Request:
Please copy the records below, beginning at the line that contains "Drop a marker on every instance of the black" and stopping after the line that contains "Target: black cross marking on wing". Leave the pictures out of your copy.

Data to process:

--

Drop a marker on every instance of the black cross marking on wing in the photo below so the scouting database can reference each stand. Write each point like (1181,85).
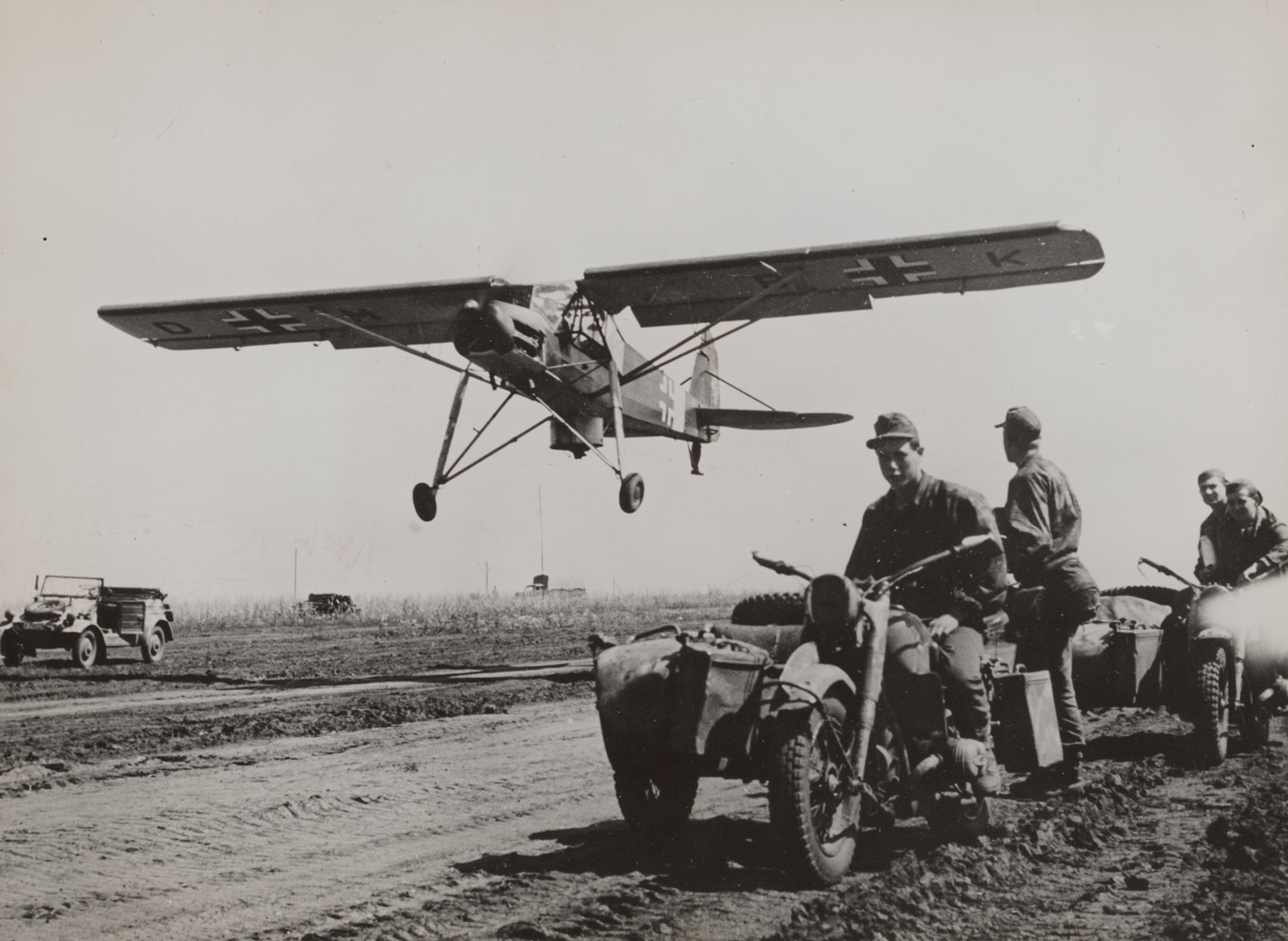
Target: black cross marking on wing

--

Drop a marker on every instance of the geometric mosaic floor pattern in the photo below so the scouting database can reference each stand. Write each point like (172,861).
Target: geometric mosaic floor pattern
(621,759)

--

Complete output:
Drop a marker on every instance of the black cross marking on wing in the photo below so the scouting database can reference each stand. Write each point like (1181,85).
Target: black cross marking on wing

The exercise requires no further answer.